# Provided passage
How do I call boost::dijkstra_shortest_paths to obtain the std::vectors in each of the three function variants described above?

One call to boost::dijkstra_shortest_paths() gives you all the data that you need. To extract the data in the form you want requires working through the 'syntactical sugar' that encumbers boost::graph

Variant 1 : paths from source to all targets

This requires backtracking from target to source through the parent vector. Like this:

std::vector<std::vector<int>> Variant1(
    graph_t &g,
    const std::vector<int> &p)
{
    std::vector<std::vector<int>> ret;
    for (int target = 1; target < name.length(); target++)
    {
        std::vector<int> path;
        int vertex = target;
        while (vertex != 0)
        {
            path.push_back(vertex);
            vertex = p[vertex];
        }
        std::reverse(path.begin(), path.end());
        ret.push_back(path);
    }
    return ret;
}

Variant 2 : distance from source to all targets

The distance vector gives you this directly

Variant 3 : returns the output of both the other variants.

Just what it says.


You can do all three in one pass, something like this:

dijkstra_shortest_paths(
    g, s,
    predecessor_map(make_iterator_property_map(
                        p.begin(), get(vertex_index, g)))

Position annotation records:

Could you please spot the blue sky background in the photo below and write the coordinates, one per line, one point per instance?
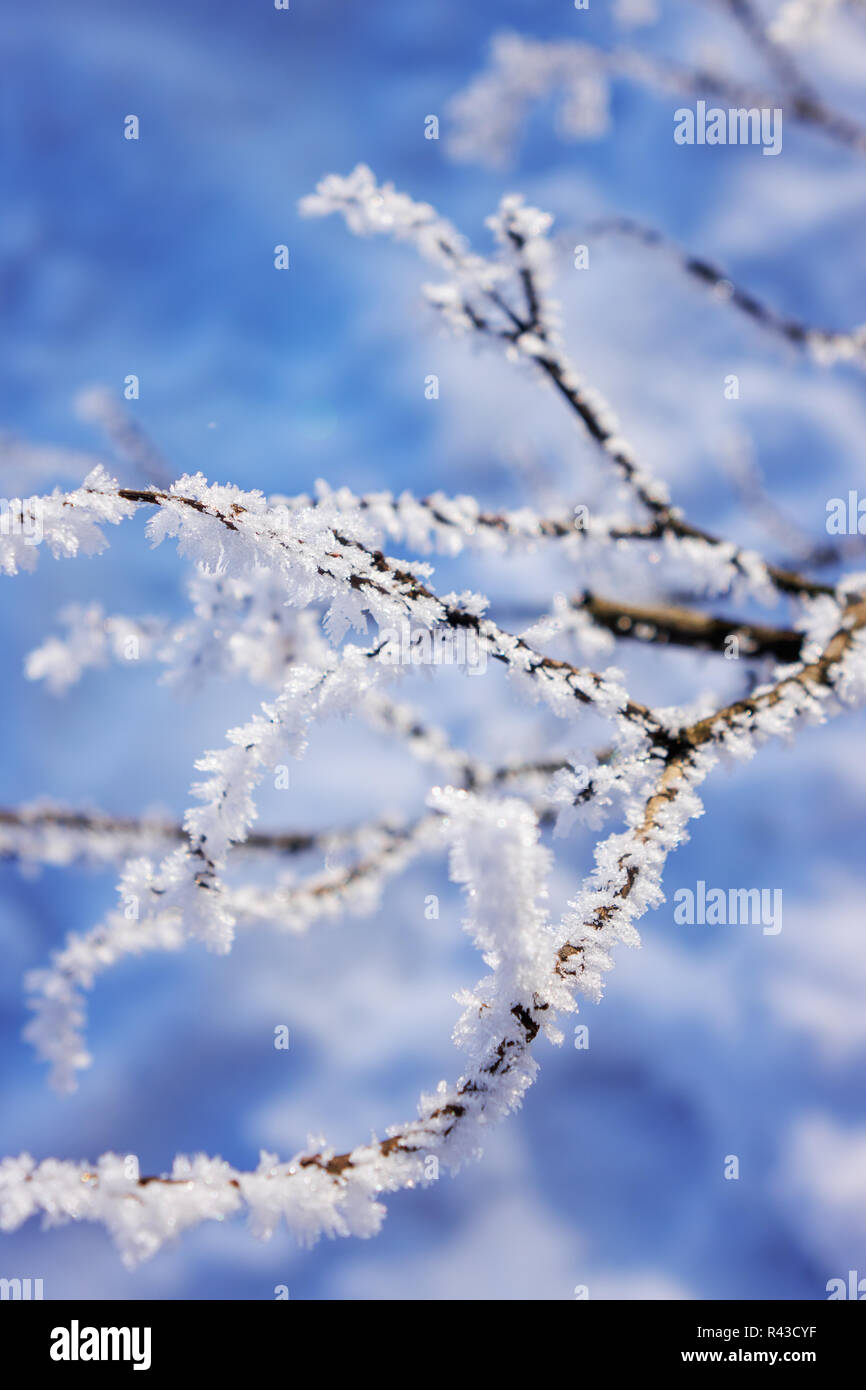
(156, 257)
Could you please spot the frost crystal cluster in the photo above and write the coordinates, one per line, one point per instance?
(298, 597)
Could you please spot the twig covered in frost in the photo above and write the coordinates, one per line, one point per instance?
(523, 267)
(266, 573)
(535, 968)
(824, 345)
(489, 113)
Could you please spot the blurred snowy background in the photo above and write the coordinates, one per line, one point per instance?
(156, 257)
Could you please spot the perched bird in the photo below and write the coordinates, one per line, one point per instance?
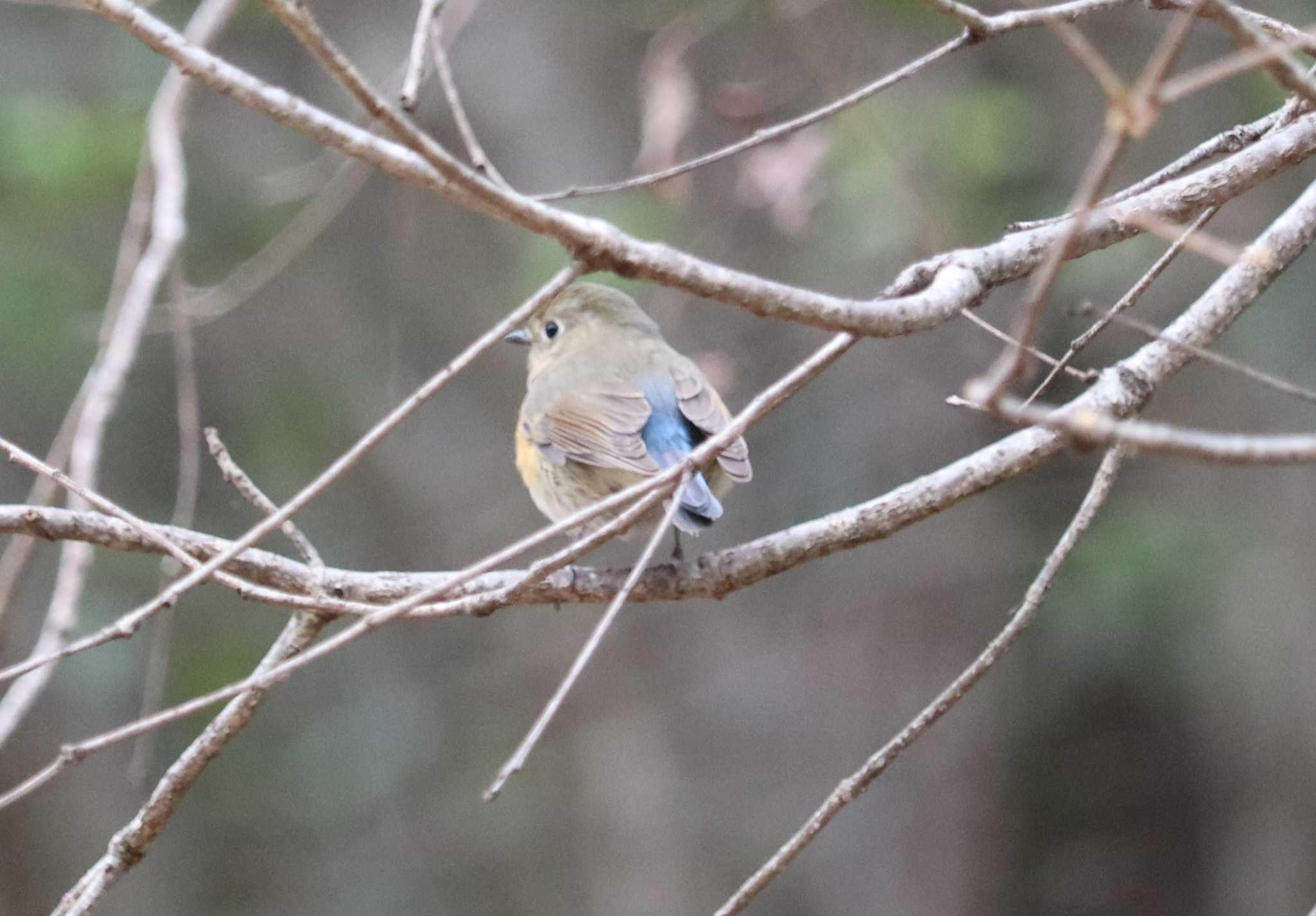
(610, 403)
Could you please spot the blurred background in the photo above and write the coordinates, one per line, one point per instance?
(1149, 746)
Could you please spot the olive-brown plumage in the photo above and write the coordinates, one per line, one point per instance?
(609, 403)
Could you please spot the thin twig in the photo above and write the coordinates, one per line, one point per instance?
(349, 458)
(1231, 141)
(768, 134)
(277, 255)
(1196, 241)
(523, 751)
(129, 623)
(1009, 365)
(130, 844)
(1220, 359)
(1126, 301)
(19, 550)
(165, 141)
(1081, 374)
(1232, 65)
(1097, 428)
(923, 296)
(1245, 33)
(1274, 28)
(856, 784)
(983, 26)
(479, 159)
(769, 399)
(256, 496)
(188, 408)
(409, 94)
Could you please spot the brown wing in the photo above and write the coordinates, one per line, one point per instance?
(706, 409)
(599, 428)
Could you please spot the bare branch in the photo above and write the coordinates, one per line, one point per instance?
(1231, 141)
(768, 134)
(479, 159)
(254, 495)
(1232, 65)
(707, 452)
(409, 94)
(1274, 28)
(523, 751)
(1126, 301)
(1057, 366)
(923, 296)
(115, 359)
(130, 844)
(856, 784)
(128, 623)
(1248, 35)
(187, 487)
(1097, 428)
(274, 257)
(1125, 120)
(1220, 359)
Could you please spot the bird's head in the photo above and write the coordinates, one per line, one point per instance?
(582, 318)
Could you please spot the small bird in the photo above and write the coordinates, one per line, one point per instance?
(609, 403)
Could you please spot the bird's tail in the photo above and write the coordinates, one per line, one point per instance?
(699, 508)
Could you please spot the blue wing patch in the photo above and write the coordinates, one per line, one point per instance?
(669, 437)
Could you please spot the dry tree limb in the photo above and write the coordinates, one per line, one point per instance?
(1130, 116)
(1268, 379)
(923, 296)
(415, 74)
(1248, 35)
(186, 491)
(856, 784)
(982, 26)
(523, 751)
(1097, 428)
(129, 845)
(256, 496)
(1125, 303)
(477, 154)
(110, 372)
(1227, 143)
(650, 489)
(341, 465)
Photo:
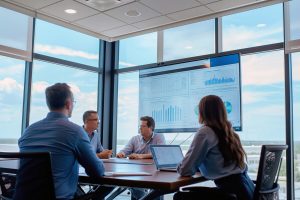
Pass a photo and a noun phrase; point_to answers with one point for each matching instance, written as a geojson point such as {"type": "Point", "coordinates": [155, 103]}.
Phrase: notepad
{"type": "Point", "coordinates": [127, 174]}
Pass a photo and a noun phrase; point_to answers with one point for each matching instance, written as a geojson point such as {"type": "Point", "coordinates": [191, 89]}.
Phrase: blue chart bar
{"type": "Point", "coordinates": [167, 114]}
{"type": "Point", "coordinates": [214, 80]}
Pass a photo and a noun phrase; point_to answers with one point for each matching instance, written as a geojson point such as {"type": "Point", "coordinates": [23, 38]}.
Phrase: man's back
{"type": "Point", "coordinates": [68, 144]}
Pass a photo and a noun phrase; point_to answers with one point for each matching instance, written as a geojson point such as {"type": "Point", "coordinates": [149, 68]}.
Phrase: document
{"type": "Point", "coordinates": [127, 174]}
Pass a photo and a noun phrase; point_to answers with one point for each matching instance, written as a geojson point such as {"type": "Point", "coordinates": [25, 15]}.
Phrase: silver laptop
{"type": "Point", "coordinates": [166, 157]}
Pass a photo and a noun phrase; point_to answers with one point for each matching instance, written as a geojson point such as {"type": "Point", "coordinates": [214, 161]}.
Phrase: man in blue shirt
{"type": "Point", "coordinates": [91, 122]}
{"type": "Point", "coordinates": [67, 142]}
{"type": "Point", "coordinates": [138, 147]}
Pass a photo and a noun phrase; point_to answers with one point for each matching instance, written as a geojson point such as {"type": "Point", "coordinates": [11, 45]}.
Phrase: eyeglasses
{"type": "Point", "coordinates": [94, 120]}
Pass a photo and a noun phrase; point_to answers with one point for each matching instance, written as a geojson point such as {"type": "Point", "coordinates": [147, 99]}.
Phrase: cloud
{"type": "Point", "coordinates": [10, 85]}
{"type": "Point", "coordinates": [263, 69]}
{"type": "Point", "coordinates": [58, 50]}
{"type": "Point", "coordinates": [247, 37]}
{"type": "Point", "coordinates": [39, 86]}
{"type": "Point", "coordinates": [269, 111]}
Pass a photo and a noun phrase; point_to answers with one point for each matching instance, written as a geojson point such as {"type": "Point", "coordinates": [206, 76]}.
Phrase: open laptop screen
{"type": "Point", "coordinates": [166, 156]}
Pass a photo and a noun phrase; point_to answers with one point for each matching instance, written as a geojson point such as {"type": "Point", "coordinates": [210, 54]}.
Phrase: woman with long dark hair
{"type": "Point", "coordinates": [217, 152]}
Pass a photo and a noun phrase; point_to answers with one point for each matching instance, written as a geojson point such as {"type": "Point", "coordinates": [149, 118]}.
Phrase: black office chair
{"type": "Point", "coordinates": [266, 186]}
{"type": "Point", "coordinates": [32, 173]}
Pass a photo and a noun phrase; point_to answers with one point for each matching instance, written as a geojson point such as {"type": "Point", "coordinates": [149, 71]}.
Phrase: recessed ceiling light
{"type": "Point", "coordinates": [71, 11]}
{"type": "Point", "coordinates": [133, 13]}
{"type": "Point", "coordinates": [261, 25]}
{"type": "Point", "coordinates": [188, 47]}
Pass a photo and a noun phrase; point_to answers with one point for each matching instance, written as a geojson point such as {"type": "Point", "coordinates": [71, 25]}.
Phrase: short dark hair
{"type": "Point", "coordinates": [86, 114]}
{"type": "Point", "coordinates": [150, 121]}
{"type": "Point", "coordinates": [57, 95]}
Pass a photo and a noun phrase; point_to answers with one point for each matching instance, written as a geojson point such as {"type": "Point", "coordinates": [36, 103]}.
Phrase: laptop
{"type": "Point", "coordinates": [166, 157]}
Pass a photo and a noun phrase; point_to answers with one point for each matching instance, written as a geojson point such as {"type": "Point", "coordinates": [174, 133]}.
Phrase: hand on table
{"type": "Point", "coordinates": [120, 155]}
{"type": "Point", "coordinates": [105, 154]}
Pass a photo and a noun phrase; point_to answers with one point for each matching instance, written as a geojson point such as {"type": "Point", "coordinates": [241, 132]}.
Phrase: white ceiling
{"type": "Point", "coordinates": [107, 19]}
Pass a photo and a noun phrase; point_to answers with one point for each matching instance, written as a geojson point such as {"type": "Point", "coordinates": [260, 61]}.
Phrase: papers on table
{"type": "Point", "coordinates": [127, 174]}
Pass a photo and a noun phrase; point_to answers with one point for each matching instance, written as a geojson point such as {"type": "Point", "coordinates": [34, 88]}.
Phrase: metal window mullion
{"type": "Point", "coordinates": [27, 86]}
{"type": "Point", "coordinates": [290, 184]}
{"type": "Point", "coordinates": [160, 46]}
{"type": "Point", "coordinates": [218, 35]}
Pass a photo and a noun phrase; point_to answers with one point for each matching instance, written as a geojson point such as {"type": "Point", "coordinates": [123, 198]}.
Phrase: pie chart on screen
{"type": "Point", "coordinates": [228, 106]}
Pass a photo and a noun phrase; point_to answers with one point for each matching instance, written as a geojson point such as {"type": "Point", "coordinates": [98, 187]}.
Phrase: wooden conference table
{"type": "Point", "coordinates": [159, 182]}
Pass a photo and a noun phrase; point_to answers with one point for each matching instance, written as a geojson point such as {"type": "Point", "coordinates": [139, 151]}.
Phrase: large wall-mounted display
{"type": "Point", "coordinates": [171, 93]}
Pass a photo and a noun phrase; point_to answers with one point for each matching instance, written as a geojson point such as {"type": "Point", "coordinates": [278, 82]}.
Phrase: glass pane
{"type": "Point", "coordinates": [294, 19]}
{"type": "Point", "coordinates": [14, 29]}
{"type": "Point", "coordinates": [138, 50]}
{"type": "Point", "coordinates": [189, 40]}
{"type": "Point", "coordinates": [253, 28]}
{"type": "Point", "coordinates": [63, 43]}
{"type": "Point", "coordinates": [128, 104]}
{"type": "Point", "coordinates": [83, 84]}
{"type": "Point", "coordinates": [263, 107]}
{"type": "Point", "coordinates": [296, 115]}
{"type": "Point", "coordinates": [11, 99]}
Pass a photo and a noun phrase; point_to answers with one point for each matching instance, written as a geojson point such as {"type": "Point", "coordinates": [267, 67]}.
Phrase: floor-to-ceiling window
{"type": "Point", "coordinates": [296, 116]}
{"type": "Point", "coordinates": [11, 99]}
{"type": "Point", "coordinates": [61, 45]}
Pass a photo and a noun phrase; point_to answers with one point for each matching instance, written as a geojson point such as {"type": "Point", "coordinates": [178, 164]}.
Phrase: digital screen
{"type": "Point", "coordinates": [171, 94]}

# Work instructions
A: From the Dijkstra shortest-paths answer, extract the span that begins at the words "How do I call" and stops after "< name.length(); target++)".
B: Write what comes next in the Dijkstra shortest-paths answer, picking up right after its last line.

# Answers for this exercise
A:
How do I call boost::dijkstra_shortest_paths to obtain the std::vectors in each of the three function variants described above?

One call to boost::dijkstra_shortest_paths() gives you all the data that you need. To extract the data in the form you want requires working through the 'syntactical sugar' that encumbers boost::graph

Variant 1 : paths from source to all targets

This requires backtracking from target to source through the parent vector. Like this:

std::vector<std::vector<int>> Variant1(
    graph_t &g,
    const std::vector<int> &p)
{
    std::vector<std::vector<int>> ret;
    for (int target = 1; target < name.length(); target++)

B:
        .distance_map(make_iterator_property_map(
            d.begin(), get(vertex_index, g))));

displayVariant1(Variant1(g, p));
displayVariant2(g, d);
displayVariant3(g, p, d);

which outputs:

Variant1:
Path from A to C: C D E B
Path from A to C: C
Path from A to C: C D
Path from A to C: C D E

Variant2:
distance from A to A = 0
distance from A to B = 6
distance from A to C = 1
distance from A to D = 4
distance from A to E = 5

Variant3:
Path from A to A:  C D E B Total distance: 0
Path from A to B:  C Total distance: 6
Path from A to C:  C D Total distance: 1
Path from A to D:  C D E Total distance: 4
Path from A to E:  Total distance: 5

Note that if you only want one of variant 1 or 2 without 3 at all, you can omit the unneeded map. Like this:

dijkstra_shortest_paths(
    g, s,
    distance_map(make_iterator_property_map(
            d.begin(), get(vertex_index, g))));

displayVariant2(g, d);

The complete code for the entire application is at https://gist.github.com/JamesBremner/30a8120ffac6ce884a5ee290eff9d08e

For my general comment on dealing with the baroque boost::graph docs see https://stackoverflow.com/a/1514439/16582




The above answers your question as posed. But, this is NOT what I would do for real work. So, here is some general, unsolicited advice.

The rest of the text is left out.